=== Section Start ===
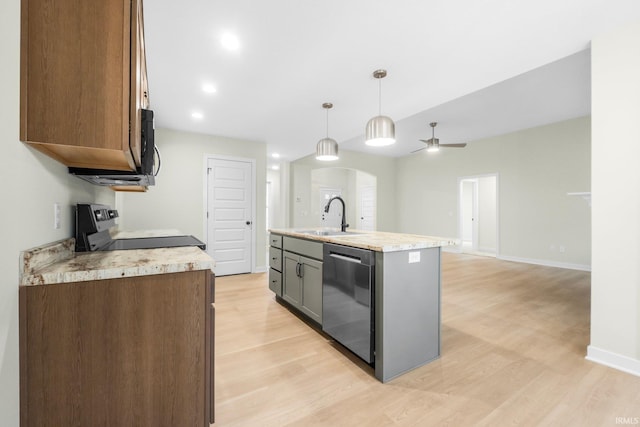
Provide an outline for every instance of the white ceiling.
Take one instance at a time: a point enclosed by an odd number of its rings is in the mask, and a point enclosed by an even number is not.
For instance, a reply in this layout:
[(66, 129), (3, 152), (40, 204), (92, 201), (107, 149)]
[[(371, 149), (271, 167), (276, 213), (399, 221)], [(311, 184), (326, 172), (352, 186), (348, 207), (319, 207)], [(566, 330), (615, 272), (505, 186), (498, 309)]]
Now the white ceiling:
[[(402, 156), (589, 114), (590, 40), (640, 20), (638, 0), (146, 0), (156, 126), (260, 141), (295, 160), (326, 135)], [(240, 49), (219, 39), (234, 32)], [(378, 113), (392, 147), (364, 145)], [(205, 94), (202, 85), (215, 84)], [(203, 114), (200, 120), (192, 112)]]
=== Section End ===
Directions: Down to the last line, set down the data above exactly, and omit all images.

Exercise output:
Provide an outline for every instance of the white ceiling.
Take one instance at a time: a point enclosed by an odd number of its rings is in the mask, and a point enclosed by an even number is not.
For instance, a reply in this layout:
[(66, 129), (3, 152), (40, 204), (92, 201), (107, 149)]
[[(371, 149), (271, 167), (276, 213), (399, 221)], [(311, 184), (326, 172), (352, 186), (348, 207), (319, 207)], [(566, 330), (615, 272), (505, 186), (498, 309)]]
Now the white ceiling:
[[(402, 156), (589, 114), (590, 40), (640, 20), (638, 0), (146, 0), (156, 126), (260, 141), (295, 160), (326, 135)], [(240, 49), (219, 39), (234, 32)], [(378, 113), (392, 147), (364, 145)], [(205, 94), (202, 85), (215, 84)], [(203, 114), (200, 120), (192, 112)]]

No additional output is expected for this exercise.